> DOCUMENT TEXT

* * *

But that energy, if pointed in the right direction, could be instead considered persistent or tenacious. Different campaigns raised over $500,000 for the American Foundation for Suicide Prevention in honor of Autumn Snyder and to show Zack not only their condolences, but their backing.
Warner Bros., between Snyder's willingness to give it another go and the fan's insistence that it exist (and the dollars and cents they saw for their new streaming platform, HBO Max), not only greenlit the new cut in early 2020, but the $70 million and over two months of reshoots that would go with it.
When audiences finally got the film they had longed for in March of 2021, more than three years after the original cut opened in theaters, they got exactly what they wanted: a big-ass, dumb, crazy, thrilling, bloated, unique, auteurist miracle that improved upon the original in every way. As Snyder is wont to do, the 242-minute project was epic in every sense of the word.
as in: sweeping, legendary, heroic, mythic. In what is now the definitive film version of this superhero team, Snyder uses a well-cast group of heroes to tell a modern-day folktale, using his four hours to introduce three new characters, bring another back from the dead, and flesh out a story that only made some sense in half the original runtime. It's a story of space and time, of history and the future - it is cartoon as opera.

* * *

> INPUT RECORDS
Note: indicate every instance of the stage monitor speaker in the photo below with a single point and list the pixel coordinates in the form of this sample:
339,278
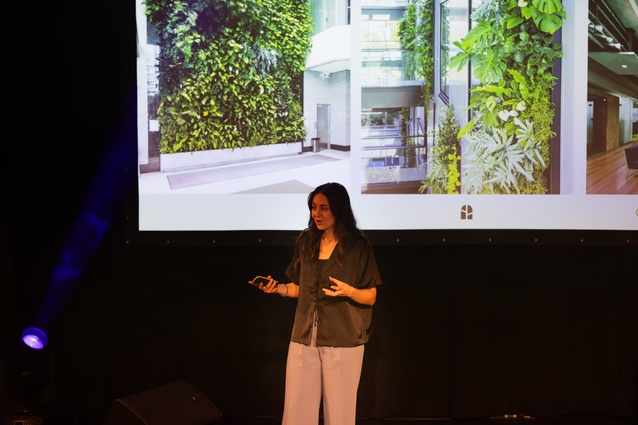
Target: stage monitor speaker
179,403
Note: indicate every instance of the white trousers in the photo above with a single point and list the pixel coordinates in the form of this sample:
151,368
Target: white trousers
314,374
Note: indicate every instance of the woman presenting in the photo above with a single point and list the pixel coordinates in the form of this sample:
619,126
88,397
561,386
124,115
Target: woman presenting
333,274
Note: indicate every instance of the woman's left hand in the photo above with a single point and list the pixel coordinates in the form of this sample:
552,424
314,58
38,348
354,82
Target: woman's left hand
339,289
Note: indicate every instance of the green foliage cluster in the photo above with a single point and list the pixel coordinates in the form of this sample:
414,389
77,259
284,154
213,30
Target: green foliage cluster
443,176
416,33
230,72
512,52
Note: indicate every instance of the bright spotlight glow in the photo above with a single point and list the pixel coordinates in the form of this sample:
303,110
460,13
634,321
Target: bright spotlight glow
35,338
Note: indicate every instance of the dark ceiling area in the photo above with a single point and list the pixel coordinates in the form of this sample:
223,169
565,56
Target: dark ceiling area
612,44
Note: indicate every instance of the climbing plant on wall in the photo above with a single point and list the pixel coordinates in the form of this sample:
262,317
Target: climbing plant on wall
511,51
230,72
416,32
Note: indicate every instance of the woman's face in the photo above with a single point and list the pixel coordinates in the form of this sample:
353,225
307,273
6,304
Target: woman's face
321,213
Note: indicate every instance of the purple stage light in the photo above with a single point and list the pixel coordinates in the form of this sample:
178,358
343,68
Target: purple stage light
35,338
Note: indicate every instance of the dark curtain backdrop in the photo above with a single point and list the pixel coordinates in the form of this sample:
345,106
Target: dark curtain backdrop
462,331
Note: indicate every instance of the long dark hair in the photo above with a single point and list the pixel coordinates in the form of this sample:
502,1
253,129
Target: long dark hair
345,227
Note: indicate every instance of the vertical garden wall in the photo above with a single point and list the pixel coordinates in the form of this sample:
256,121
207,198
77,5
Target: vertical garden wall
511,51
230,72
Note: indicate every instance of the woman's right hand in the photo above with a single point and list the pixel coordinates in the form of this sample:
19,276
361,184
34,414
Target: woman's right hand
268,287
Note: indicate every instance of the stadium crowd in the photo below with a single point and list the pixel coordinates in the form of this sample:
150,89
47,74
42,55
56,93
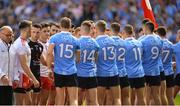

* * *

> TASKS
**1)** Revise the records, starting with the line that contains "Note: indicate every instance of the dark curtain" and going on through the end of the records, so that "single point" becomes "single marker" and nothing else changes. Leave the pictures out of your answer.
**2)** Carry on the text about Zack Snyder's new cut of his superhero film from the point where it stops.
The records bear no relation to the text.

> ANSWERS TO THE TASKS
**1)**
Note: indicate every instance of the dark curtain backdrop in the photo above with a single marker and list the pixel coordinates in the form of this sample:
345,106
Target: dark curtain backdrop
462,331
Note: indicate every instance of the long dark hair in the photo above with a single marker and list the pixel coordinates in the form of this sample:
502,1
253,129
Target: long dark hair
345,227
Note: indicate every instance of the vertical garden wall in the photo above with a single marker and list the pixel coordinates in the form of this sample:
256,121
207,198
77,5
Target: vertical garden wall
511,51
230,72
Note: indicate every instance of the woman's right hand in the photo above with a single marker and list the pixel coordinates in the form of this sample:
19,276
361,184
34,414
Target: woman's right hand
268,287
Note: indicate every instance of the stadium crowd in the photo below with a single marker and list the pixel coordinates in the form of this sample:
150,89
47,74
42,55
56,93

**2)**
as in: exactly how we used it in 2011, like "that's super epic, bro!" Rattling with a Junkie XL score, a shocking amount of the film is in slow-motion, which is cool, dude. It's so grim and overly serious that even the in-color cut of the film feels like it's in black and white - that cut of the film is called the "Justice is Grey Edition" - it is cartoon as opera.
It was, as Bilge Ebiri of Vulture wrote, "the best and worst of Zack Snyder."
And it was exactly what his fans wanted.
Variety reported that Zack Snyder's Justice League was the 4th most streamed film of 2021, which was probably a decent consolation considering the $100 million post-marketing price tag, and it’s definitely nice not having to hear about it anymore. But, sorry David Ayer fans, that's not gonna be enough to get that #ReleasetheAyerCut movement for another version of Suicide Squad anytime soon.